=== Source records ===

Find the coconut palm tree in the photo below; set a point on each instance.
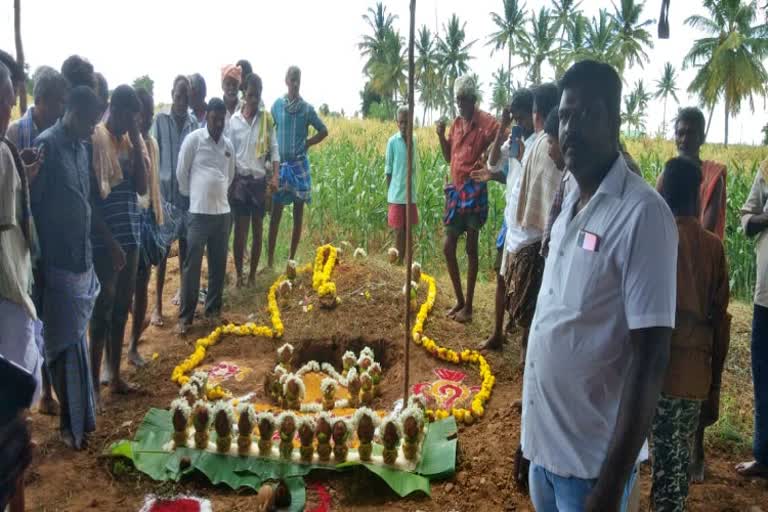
(729, 59)
(537, 46)
(666, 86)
(564, 16)
(388, 70)
(510, 28)
(631, 34)
(574, 47)
(635, 108)
(428, 80)
(643, 96)
(19, 50)
(380, 23)
(453, 54)
(499, 95)
(601, 43)
(478, 86)
(629, 115)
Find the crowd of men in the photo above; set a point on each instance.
(619, 291)
(96, 188)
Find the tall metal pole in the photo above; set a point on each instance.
(19, 56)
(408, 200)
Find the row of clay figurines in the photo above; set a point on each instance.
(406, 427)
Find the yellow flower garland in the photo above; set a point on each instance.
(179, 373)
(321, 277)
(321, 282)
(477, 409)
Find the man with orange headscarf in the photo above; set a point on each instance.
(231, 77)
(689, 137)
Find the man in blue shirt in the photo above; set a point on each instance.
(395, 166)
(293, 116)
(61, 206)
(170, 130)
(119, 166)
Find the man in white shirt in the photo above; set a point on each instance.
(530, 190)
(600, 338)
(520, 111)
(20, 336)
(253, 135)
(754, 220)
(206, 169)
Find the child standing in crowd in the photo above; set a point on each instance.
(395, 166)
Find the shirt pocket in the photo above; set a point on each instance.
(581, 279)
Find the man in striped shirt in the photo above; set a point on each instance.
(293, 116)
(119, 170)
(170, 130)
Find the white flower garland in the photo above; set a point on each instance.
(223, 405)
(180, 404)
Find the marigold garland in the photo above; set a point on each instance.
(325, 261)
(323, 275)
(477, 409)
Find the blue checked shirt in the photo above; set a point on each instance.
(120, 211)
(293, 129)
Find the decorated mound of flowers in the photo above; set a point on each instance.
(361, 374)
(306, 437)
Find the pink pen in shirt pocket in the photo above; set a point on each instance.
(588, 241)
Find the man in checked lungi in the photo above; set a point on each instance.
(293, 116)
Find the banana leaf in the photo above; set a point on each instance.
(146, 452)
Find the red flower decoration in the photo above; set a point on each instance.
(450, 375)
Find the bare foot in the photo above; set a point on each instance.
(494, 342)
(120, 387)
(464, 316)
(68, 439)
(455, 309)
(97, 403)
(135, 359)
(106, 375)
(48, 406)
(696, 471)
(182, 329)
(157, 319)
(752, 469)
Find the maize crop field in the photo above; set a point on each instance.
(350, 194)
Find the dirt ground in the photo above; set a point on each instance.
(62, 480)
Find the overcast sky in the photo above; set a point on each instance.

===

* _Request_: Any pictures should be dropped; transcribe the rest of the records above exactly.

* _Exercise solution_:
Find the coconut palm tree in the photo below; set a point on each instance.
(729, 59)
(537, 46)
(666, 86)
(564, 16)
(388, 70)
(510, 28)
(631, 34)
(574, 47)
(635, 108)
(428, 80)
(643, 96)
(19, 50)
(380, 23)
(453, 54)
(499, 95)
(601, 43)
(478, 86)
(629, 115)
Find the crowd of men in the photo above; set a point on each instance.
(619, 291)
(96, 188)
Find the tall metal pole in the photo above; set a point on each instance.
(19, 56)
(408, 200)
Find the row of clay figurines in the photo above; set a point on each instance.
(406, 427)
Find the yellow flower garland in the photo above; set a point on each instance.
(179, 373)
(321, 277)
(321, 282)
(477, 409)
Find the man with orange headscarf in the photo above; set a point on each instance.
(231, 77)
(689, 137)
Find the man in blue shirt in the photo above; set a point on each instance.
(395, 166)
(293, 116)
(61, 206)
(170, 130)
(119, 166)
Find the man in white shirt in the photo above; set a point on each instance.
(530, 190)
(600, 338)
(520, 111)
(20, 336)
(253, 135)
(754, 220)
(206, 169)
Find the child standing in crowd in the photo above; set a point on each instance.
(395, 166)
Find the shirt pocket in the photo above; set a point on each instance.
(581, 279)
Find the man in striped shirt in the photo above; set a point on each instance.
(293, 116)
(119, 170)
(170, 130)
Find the white flower garland in the photo above; set a point on each instance.
(223, 405)
(180, 404)
Find the marigold garland in the photo above; set a point on each instance.
(325, 261)
(323, 275)
(477, 409)
Find the blue checked shirt in the photo above; set a point on each instance.
(120, 211)
(293, 129)
Find the decorated mound of flowers in the photo above; set a point on each instance.
(361, 374)
(306, 437)
Find the pink pen in shirt pocket in the photo above; set a point on each instance.
(588, 241)
Find the man in checked lungi in the photo above; set a point on each instance.
(293, 116)
Find the banana leaf in the photo above; set a point on each instance.
(146, 452)
Find the red flower decoration in the photo above; set a point on each instance.
(450, 375)
Find the bare foot in the photo above; set a point on each instance.
(494, 342)
(120, 387)
(464, 316)
(68, 439)
(455, 309)
(97, 403)
(135, 359)
(106, 375)
(48, 406)
(696, 471)
(182, 329)
(157, 319)
(752, 469)
Find the maize crop field in the photo above; set a point on each instance.
(350, 194)
Find the dirt ground in the photo above; set a point on each instance.
(62, 480)
Find the overcast sky in the photo above; set a point on each instance.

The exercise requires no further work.